**WORK TO BE COMPLETED**
Swap every "lineup board" for "tally sheet" in the lines below and leave the rest of the text unchanged.

**THE INPUT**
□ □ □ □

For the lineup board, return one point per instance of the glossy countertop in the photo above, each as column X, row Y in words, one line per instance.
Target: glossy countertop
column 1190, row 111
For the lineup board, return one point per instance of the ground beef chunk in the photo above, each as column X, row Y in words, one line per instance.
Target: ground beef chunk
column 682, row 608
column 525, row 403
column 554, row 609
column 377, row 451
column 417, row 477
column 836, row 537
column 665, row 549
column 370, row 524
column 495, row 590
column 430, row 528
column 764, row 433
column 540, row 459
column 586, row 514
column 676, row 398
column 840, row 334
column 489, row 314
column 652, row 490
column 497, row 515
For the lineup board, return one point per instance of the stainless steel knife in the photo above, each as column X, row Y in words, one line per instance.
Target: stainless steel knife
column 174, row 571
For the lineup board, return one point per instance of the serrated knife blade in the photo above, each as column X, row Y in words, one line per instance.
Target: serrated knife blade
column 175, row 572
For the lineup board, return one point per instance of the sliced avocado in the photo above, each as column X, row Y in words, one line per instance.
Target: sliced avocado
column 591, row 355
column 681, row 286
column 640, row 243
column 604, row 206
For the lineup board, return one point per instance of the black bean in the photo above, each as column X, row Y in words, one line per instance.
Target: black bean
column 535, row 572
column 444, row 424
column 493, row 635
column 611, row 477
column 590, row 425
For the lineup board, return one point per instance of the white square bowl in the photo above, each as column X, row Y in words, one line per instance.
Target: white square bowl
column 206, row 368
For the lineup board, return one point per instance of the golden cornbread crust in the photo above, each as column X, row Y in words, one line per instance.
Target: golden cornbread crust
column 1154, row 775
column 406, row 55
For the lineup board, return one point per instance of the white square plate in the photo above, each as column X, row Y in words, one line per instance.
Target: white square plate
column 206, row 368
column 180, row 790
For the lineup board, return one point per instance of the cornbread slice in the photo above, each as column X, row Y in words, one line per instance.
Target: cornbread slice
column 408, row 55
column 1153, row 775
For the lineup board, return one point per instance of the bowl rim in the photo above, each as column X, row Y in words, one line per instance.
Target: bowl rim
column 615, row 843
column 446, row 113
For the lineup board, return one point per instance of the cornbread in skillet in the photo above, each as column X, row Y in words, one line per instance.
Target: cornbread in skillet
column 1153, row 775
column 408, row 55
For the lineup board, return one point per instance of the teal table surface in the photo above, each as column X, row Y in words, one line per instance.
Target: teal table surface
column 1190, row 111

□ □ □ □

**SOLUTION FOR THIS PROBLEM**
For the tally sheet, return one point per instance of the glossy countertop in the photo above, each as column X, row Y in words, one line per instance.
Target: glossy countertop
column 1190, row 111
For the tally sheet, return one point per instance of the ground beef chunk in the photo above, each as column X, row Y in words, one line per instance.
Target: ground beef chunk
column 682, row 608
column 525, row 403
column 554, row 609
column 377, row 451
column 417, row 477
column 836, row 537
column 665, row 549
column 370, row 524
column 495, row 590
column 430, row 528
column 764, row 433
column 540, row 459
column 586, row 514
column 676, row 398
column 840, row 334
column 489, row 314
column 652, row 490
column 497, row 515
For the tally sheet, return one point per instance of the stainless steel knife in the photo above, each as column X, row Y in words, one line per instance.
Target: stainless steel knife
column 174, row 571
For the tally sheet, return one point per instance of the serrated knife blade in the photo above, each as column X, row Y in words, one line per instance.
Target: serrated knife blade
column 175, row 572
For the tally sheet, return one point per instance of the sliced avocado in the photo above, each as column X, row Y in words, one line per instance.
Target: sliced avocado
column 591, row 355
column 681, row 286
column 640, row 243
column 604, row 206
For the tally sheet, return one point per instance of the black bean in the photo above, each as column X, row Y in words, one line per instance.
Target: black bean
column 535, row 572
column 444, row 424
column 493, row 635
column 611, row 477
column 590, row 425
For the tally sheet, return one point per instance of the white square bowl in the photo above, each as column X, row Y in words, one line per instance.
Target: white square bowl
column 206, row 368
For the tally sheet, return one point per instance of the golden cornbread crust in the photo above, each as column X, row Y in words, one line per instance.
Target: golden cornbread crust
column 1154, row 775
column 406, row 55
For the tally sheet, return one point per instance of the white square plate in the photo above, each as column X, row Y in words, one line per instance.
Target: white square plate
column 206, row 368
column 180, row 790
For the tally sheet, return one point per instance of the cornbread slice in the photo above, each as column X, row Y in words, one line per instance.
Target: cornbread slice
column 408, row 55
column 1153, row 775
For the tally sheet, return one point per instance of the bowl rim in the photo above, each as column X, row Y in words, one line per instance.
Target: bowl rim
column 615, row 843
column 446, row 113
For the tally sheet, return one point per instance of the cornbread in skillet in the photo above, each as column X, row Y in words, one line per instance.
Target: cornbread in skillet
column 1153, row 775
column 408, row 55
For the tally sheet, return one point per instance of the teal table surface in the photo above, each as column X, row Y in words, one line per instance.
Target: teal table surface
column 1190, row 111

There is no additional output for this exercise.